1.1 创建普通B-tree索引的整体流程
如下是梳理的创建普通B-tree索引的大概流程,可供参考。
1.校验新索引的Catalog元数据
|语法解析 ---将创建索引的sql解析成IndexStmt结构
|校验B-Tree的handler -----校验内核是否支持该类型的索引,在pg_am中查找"btree"对应的handler
|校验索引列及比较函数 ----查找pg_attribute,校验create index中指定的索引列是否存在,如果存在记录attno,并且根据atttypid(表示表中列的字段类型)在pg_opclass里查找对应的比较函数
2.在文件系统中创建索引文件
|生成oid ---为新的索引文件生成唯一oid,过程是:生成一个新的oid,然后查找pg_class的索引,如果不存在就返回这个oid
|更新本地的relcache ---正在创建的relation添加到relcache
|创建索引文件以及写xlog ----文件系统中生成新的文件 base/xxx/xxx。xlog记录类型为XLogInsert(RM_SMGR_ID, XLOG_SMGR_CREATE | XLR_SPECIAL_REL_UPDATE)
3.创建新索引的元数据
|索引作为对象的元数据写入到pg_class
|索引文件引用的列插入pg_attribute
|索引本身相关信息插入pg_index
|relcache失效,invalid所有heap相关的元数据 ---为了使catalog元数据的变更对所有进程生效
|记录该索引对heap的依赖,对opclass的依赖等等插入pg_depend
|使得新索引文件相关的relcache生效
4.用函数btbuild构建B-tree索引
|通过index的索引列构建排序时需要用到的sortkey,扫描tuple生成索引元组数组
| 构建B+树叶节点
|对索引元组执行排序
|将排序成功的结点依次插入到B-Tree中,自下向上构建B-Tree索引page --依次读取排好序的tuple,填充到B-Tree的叶子节点上,自下向上插入B-Tree
1.2 锁相关介绍
PostgreSQL里有很多可以加锁的对象:表、单个页、单个元组、事务ID(包括虚拟和永久ID)和普通数据库对象等等,常规锁的locktype主要有以下几种。有时候通过pg_locks查询的时候,根据pid会查到许多的锁,但是这些锁并不一定都是加在表上的,根据locktype以及relation过滤出不同对象上的锁。

**数据行**
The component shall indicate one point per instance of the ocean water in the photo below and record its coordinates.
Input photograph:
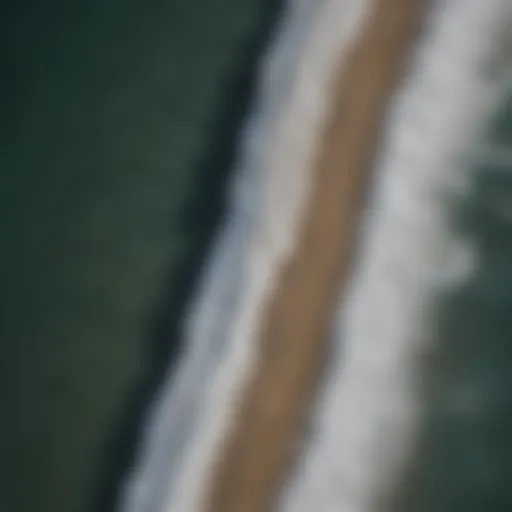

---

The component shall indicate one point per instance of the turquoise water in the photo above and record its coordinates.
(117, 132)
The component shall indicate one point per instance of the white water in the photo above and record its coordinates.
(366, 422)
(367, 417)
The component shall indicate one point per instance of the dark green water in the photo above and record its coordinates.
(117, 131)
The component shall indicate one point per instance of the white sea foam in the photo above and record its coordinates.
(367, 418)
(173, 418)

**练习要求**
请逐字照录上文讲B-tree索引创建流程的节选，从“1.校验新索引的Catalog元数据”开始，一直到“XLOG_SMGR_CREATE | XLR_SPECIAL_REL_UPDATE)”为止。

**参考答案**
1.校验新索引的Catalog元数据
|语法解析 ---将创建索引的sql解析成IndexStmt结构
|校验B-Tree的handler -----校验内核是否支持该类型的索引,在pg_am中查找"btree"对应的handler
|校验索引列及比较函数 ----查找pg_attribute,校验create index中指定的索引列是否存在,如果存在记录attno,并且根据atttypid(表示表中列的字段类型)在pg_opclass里查找对应的比较函数
2.在文件系统中创建索引文件
|生成oid ---为新的索引文件生成唯一oid,过程是:生成一个新的oid,然后查找pg_class的索引,如果不存在就返回这个oid
|更新本地的relcache ---正在创建的relation添加到relcache
|创建索引文件以及写xlog ----文件系统中生成新的文件 base/xxx/xxx。xlog记录类型为XLogInsert(RM_SMGR_ID, XLOG_SMGR_CREATE | XLR_SPECIAL_REL_UPDATE)